---------- MATERIAL ZUR AUFGABE

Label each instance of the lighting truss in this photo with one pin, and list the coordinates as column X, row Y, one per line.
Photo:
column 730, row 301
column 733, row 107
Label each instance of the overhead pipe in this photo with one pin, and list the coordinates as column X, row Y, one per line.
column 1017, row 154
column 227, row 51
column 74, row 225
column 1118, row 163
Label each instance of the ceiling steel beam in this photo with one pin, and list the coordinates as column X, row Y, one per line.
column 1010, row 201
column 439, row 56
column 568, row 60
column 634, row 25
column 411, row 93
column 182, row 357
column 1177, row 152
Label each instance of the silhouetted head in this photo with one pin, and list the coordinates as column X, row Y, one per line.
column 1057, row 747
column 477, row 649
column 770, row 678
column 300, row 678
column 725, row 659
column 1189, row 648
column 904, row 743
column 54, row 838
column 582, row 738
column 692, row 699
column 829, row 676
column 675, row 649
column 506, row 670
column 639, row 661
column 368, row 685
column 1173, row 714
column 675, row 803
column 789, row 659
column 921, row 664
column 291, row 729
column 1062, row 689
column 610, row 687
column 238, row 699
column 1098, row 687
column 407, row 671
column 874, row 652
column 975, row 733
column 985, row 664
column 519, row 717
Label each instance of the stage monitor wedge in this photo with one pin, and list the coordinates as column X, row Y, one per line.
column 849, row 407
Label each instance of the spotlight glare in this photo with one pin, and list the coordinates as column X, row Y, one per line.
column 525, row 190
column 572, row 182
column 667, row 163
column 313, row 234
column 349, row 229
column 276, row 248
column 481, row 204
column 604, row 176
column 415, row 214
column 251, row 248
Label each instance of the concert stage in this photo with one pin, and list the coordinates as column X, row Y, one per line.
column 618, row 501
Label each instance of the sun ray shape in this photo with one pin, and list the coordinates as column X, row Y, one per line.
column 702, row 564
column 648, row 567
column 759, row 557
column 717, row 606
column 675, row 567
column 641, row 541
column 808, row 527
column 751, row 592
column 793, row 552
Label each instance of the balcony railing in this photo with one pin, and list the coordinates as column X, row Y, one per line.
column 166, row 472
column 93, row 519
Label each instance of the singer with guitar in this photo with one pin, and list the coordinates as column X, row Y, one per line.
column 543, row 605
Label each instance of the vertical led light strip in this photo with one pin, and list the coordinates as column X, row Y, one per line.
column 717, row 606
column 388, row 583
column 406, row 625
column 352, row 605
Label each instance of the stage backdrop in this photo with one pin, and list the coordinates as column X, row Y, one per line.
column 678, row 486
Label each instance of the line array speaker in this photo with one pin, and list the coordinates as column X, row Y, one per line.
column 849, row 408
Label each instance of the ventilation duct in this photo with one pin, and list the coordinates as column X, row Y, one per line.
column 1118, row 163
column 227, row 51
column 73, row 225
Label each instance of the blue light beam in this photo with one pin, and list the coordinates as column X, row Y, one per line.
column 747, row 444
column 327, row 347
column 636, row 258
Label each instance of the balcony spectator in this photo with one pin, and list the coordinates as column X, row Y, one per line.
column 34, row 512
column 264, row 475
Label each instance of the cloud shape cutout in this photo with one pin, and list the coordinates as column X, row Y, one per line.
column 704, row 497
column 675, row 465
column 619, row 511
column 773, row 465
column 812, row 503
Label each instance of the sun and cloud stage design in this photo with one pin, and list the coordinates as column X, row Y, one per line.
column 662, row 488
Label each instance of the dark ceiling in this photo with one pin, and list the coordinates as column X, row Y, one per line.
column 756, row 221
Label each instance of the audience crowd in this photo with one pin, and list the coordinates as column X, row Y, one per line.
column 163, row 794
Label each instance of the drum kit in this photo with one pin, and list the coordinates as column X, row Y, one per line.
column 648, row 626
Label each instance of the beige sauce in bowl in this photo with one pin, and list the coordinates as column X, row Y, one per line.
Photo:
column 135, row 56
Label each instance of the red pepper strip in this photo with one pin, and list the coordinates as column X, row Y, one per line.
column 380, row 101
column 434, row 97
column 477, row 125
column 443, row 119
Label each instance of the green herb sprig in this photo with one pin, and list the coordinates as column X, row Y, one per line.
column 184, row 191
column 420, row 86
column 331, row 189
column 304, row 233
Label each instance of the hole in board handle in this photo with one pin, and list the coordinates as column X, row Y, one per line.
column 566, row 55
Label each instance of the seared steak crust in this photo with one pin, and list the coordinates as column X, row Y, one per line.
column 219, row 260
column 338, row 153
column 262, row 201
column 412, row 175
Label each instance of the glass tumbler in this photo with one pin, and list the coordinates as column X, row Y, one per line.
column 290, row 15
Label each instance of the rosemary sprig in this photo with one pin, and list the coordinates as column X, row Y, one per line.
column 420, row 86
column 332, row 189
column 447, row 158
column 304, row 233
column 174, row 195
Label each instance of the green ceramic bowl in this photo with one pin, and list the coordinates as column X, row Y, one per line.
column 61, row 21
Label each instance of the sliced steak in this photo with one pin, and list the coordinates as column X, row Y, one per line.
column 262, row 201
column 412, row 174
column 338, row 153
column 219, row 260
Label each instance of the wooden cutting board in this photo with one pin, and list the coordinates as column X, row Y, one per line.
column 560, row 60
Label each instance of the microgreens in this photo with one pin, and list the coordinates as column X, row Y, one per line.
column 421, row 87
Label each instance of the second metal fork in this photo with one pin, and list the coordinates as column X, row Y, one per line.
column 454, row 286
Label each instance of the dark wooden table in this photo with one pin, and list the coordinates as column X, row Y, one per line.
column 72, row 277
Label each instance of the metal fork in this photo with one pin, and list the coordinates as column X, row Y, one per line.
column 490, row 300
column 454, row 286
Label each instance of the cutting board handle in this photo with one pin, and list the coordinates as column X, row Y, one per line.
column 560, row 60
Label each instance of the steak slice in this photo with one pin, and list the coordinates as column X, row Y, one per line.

--------------------

**AUFGABENSTELLUNG**
Tausche im gesamten Material überall "one pin" gegen "a single marker" aus und gib es sonst unverändert wieder.

**DAS ERGEBNIS**
Label each instance of the lighting truss in this photo with a single marker, and list the coordinates as column X, row Y, one per line.
Photo:
column 730, row 301
column 733, row 107
Label each instance of the overhead pipe in this photo with a single marker, and list the coordinates as column X, row Y, one per line.
column 1017, row 154
column 227, row 51
column 74, row 225
column 1118, row 163
Label each instance of the ceiling steel beam in this photo with a single marker, and list the coordinates as column X, row Y, one per line.
column 1010, row 201
column 439, row 56
column 568, row 60
column 634, row 25
column 411, row 93
column 182, row 357
column 1177, row 152
Label each instance of the silhouetted head in this photo with a single marker, and list the coordinates as column X, row Y, one per line.
column 1057, row 747
column 477, row 649
column 770, row 678
column 300, row 678
column 725, row 659
column 1189, row 648
column 904, row 743
column 54, row 838
column 582, row 738
column 692, row 699
column 829, row 676
column 675, row 649
column 506, row 670
column 639, row 661
column 368, row 685
column 1173, row 714
column 675, row 803
column 789, row 659
column 921, row 664
column 291, row 729
column 1062, row 689
column 610, row 687
column 238, row 699
column 1098, row 687
column 407, row 671
column 874, row 652
column 975, row 733
column 985, row 664
column 519, row 717
Label each instance of the stage monitor wedge in this photo with a single marker, and list the coordinates as column X, row Y, one per line.
column 849, row 407
Label each instance of the spotlight glare in this photo with a single marker, and list the coordinates as column X, row Y, one per line.
column 525, row 190
column 572, row 182
column 667, row 163
column 313, row 234
column 349, row 229
column 276, row 248
column 481, row 204
column 604, row 176
column 415, row 214
column 251, row 248
Label each instance of the concert stage in this photo with a single marker, and list the coordinates as column X, row Y, one per line.
column 618, row 501
Label each instance of the sun ray shape in this photo with a single marker, and list the coordinates as column X, row Y, one per line.
column 702, row 564
column 648, row 567
column 759, row 557
column 717, row 606
column 675, row 567
column 641, row 541
column 808, row 527
column 751, row 592
column 793, row 552
Label each instance of the balcony railing in this photo with a single marker, and list the coordinates as column X, row Y, one per line.
column 166, row 472
column 93, row 519
Label each instance of the singer with guitar in this photo with a single marker, and list the coordinates as column X, row Y, one per line.
column 543, row 605
Label each instance of the vertical led light strip in this photo with a single marker, and list the coordinates as column X, row Y, one per line.
column 717, row 606
column 388, row 583
column 406, row 625
column 352, row 605
Label each instance of the stage backdrop in this photo with a single marker, and list the coordinates as column X, row Y, one per line.
column 678, row 486
Label each instance of the line array speaker in this photo with a single marker, and list the coordinates as column X, row Y, one per line.
column 849, row 408
Label each instance of the ventilation duct in this photo with a single marker, and list the coordinates as column X, row Y, one per line.
column 1118, row 163
column 227, row 51
column 73, row 225
Label each instance of the blue light beam in this photo with a single marker, and list the coordinates as column X, row Y, one per line.
column 747, row 444
column 327, row 347
column 636, row 258
Label each instance of the balcony spectator in this photo with a single marker, and list the coordinates as column X, row Y, one per line.
column 34, row 512
column 264, row 475
Label each instance of the cloud shape cutout in this photo with a single marker, and list the coordinates as column X, row Y, one per line.
column 704, row 497
column 675, row 465
column 619, row 511
column 773, row 465
column 812, row 503
Label each instance of the sun and cloud stage design in this photo with a single marker, and list the coordinates as column X, row Y, one per line.
column 662, row 488
Label each instance of the dark ceiling in this photo with a single marker, and list the coordinates as column X, row Y, one per line.
column 756, row 221
Label each instance of the audience crowd in this photo with a single marker, and list the coordinates as column X, row Y, one per line.
column 163, row 794
Label each instance of the drum kit in this photo with a single marker, and list the coordinates as column X, row Y, one per line.
column 648, row 626
Label each instance of the beige sauce in bowl in this photo with a single marker, and list the coordinates as column X, row Y, one per line.
Photo:
column 135, row 56
Label each instance of the red pepper strip in this photo with a single marker, and list the coordinates as column X, row Y, one per line.
column 380, row 101
column 434, row 97
column 477, row 125
column 443, row 119
Label each instance of the green herb sprig in this photo with a single marker, and list the coordinates as column X, row Y, one per line.
column 184, row 191
column 420, row 86
column 331, row 189
column 304, row 233
Label each instance of the hole in board handle in this photo with a single marker, and list the coordinates as column X, row Y, one per line.
column 566, row 55
Label each instance of the seared steak crust in this photo with a single marker, and list the coordinates as column X, row Y, one per line.
column 219, row 260
column 338, row 153
column 262, row 201
column 412, row 175
Label each instance of the glass tumbler in this photo with a single marker, and list the coordinates as column X, row Y, one per line.
column 290, row 15
Label each instance of the rosemary sprig in this photo with a single marker, and list the coordinates as column X, row Y, one per line.
column 420, row 86
column 332, row 189
column 447, row 158
column 304, row 233
column 174, row 195
Label each instance of the green ceramic bowl in this photo with a single marker, and list the coordinates as column X, row Y, one per line.
column 61, row 21
Label each instance of the sliced steak in this photo with a single marker, and list the coordinates as column X, row Y, one per line.
column 262, row 201
column 412, row 174
column 338, row 153
column 219, row 260
Label each instance of the wooden cutting board in this photo with a single marker, and list the coordinates as column X, row Y, one per line.
column 560, row 60
Label each instance of the microgreens in this photo with a single marker, and list the coordinates as column X, row Y, one per line.
column 421, row 87
Label each instance of the second metal fork in this photo with a single marker, and list the coordinates as column X, row Y, one per line.
column 454, row 286
Label each instance of the dark wooden table in this photo with a single marker, and list the coordinates as column X, row Y, one per line.
column 72, row 277
Label each instance of the metal fork in this photo with a single marker, and list the coordinates as column X, row Y, one per line.
column 490, row 300
column 454, row 286
Label each instance of the cutting board handle in this photo with a single marker, and list the coordinates as column X, row Y, one per line.
column 560, row 60
Label each instance of the steak slice in this photo with a single marker, and list the coordinates as column X, row Y, one per line.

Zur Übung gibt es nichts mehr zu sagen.